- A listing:
══════════════════════════════

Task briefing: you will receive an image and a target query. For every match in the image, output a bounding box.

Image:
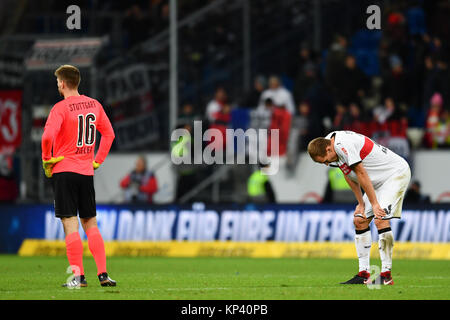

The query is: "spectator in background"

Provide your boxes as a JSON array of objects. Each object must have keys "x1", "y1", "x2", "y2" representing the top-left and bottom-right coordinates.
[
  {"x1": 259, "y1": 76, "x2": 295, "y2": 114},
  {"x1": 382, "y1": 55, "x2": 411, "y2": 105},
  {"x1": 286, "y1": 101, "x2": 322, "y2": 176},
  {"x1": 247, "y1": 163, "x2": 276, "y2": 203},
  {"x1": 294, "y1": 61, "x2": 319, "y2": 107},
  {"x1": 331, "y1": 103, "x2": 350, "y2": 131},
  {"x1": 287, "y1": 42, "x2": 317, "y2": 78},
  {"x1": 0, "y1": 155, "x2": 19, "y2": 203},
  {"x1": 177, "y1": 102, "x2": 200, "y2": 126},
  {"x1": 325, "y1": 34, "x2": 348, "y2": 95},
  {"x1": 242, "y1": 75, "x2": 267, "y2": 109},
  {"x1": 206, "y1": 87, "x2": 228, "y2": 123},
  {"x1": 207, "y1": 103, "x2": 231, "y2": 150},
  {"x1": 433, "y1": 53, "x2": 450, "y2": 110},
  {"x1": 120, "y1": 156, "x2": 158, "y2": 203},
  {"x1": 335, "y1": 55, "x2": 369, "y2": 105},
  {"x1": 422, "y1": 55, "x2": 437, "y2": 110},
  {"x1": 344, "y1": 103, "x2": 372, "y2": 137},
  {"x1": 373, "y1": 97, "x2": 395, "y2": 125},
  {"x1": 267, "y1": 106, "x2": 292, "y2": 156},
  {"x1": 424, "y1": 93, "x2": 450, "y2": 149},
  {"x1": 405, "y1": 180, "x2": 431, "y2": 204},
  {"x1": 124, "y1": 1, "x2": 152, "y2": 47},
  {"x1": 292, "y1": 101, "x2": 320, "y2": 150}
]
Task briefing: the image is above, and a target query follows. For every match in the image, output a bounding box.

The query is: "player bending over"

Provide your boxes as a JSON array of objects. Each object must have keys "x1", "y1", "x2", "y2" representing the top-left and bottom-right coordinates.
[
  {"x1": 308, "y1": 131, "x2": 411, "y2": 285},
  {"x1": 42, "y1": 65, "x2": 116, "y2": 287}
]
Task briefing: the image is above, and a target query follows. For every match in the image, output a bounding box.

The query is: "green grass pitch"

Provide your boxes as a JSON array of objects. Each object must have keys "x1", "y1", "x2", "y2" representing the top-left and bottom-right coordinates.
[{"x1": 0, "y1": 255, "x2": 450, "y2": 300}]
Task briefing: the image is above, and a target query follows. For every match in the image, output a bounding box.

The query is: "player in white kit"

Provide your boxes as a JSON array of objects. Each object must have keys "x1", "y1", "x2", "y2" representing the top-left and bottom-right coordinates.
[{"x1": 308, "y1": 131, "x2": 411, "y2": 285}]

══════════════════════════════

- Exercise objective: Show each line of the listing that contains the string "query", counting only case-sensitive matches.

- Reply:
Task briefing: you will receive an image and a target query. For every match in the image, output a bounding box.
The query is: "spectator in background"
Task briefing: the image is above, and a target query follows. For every match in the image, output a bounding box.
The query is: "player bending over"
Task briefing: the image is above, and a target query follows. For every match in the image, output a bounding box.
The query is: "green grass pitch"
Task briefing: the image is above, and a target query follows. For every match in the image, output a bounding box.
The query is: "player in white kit"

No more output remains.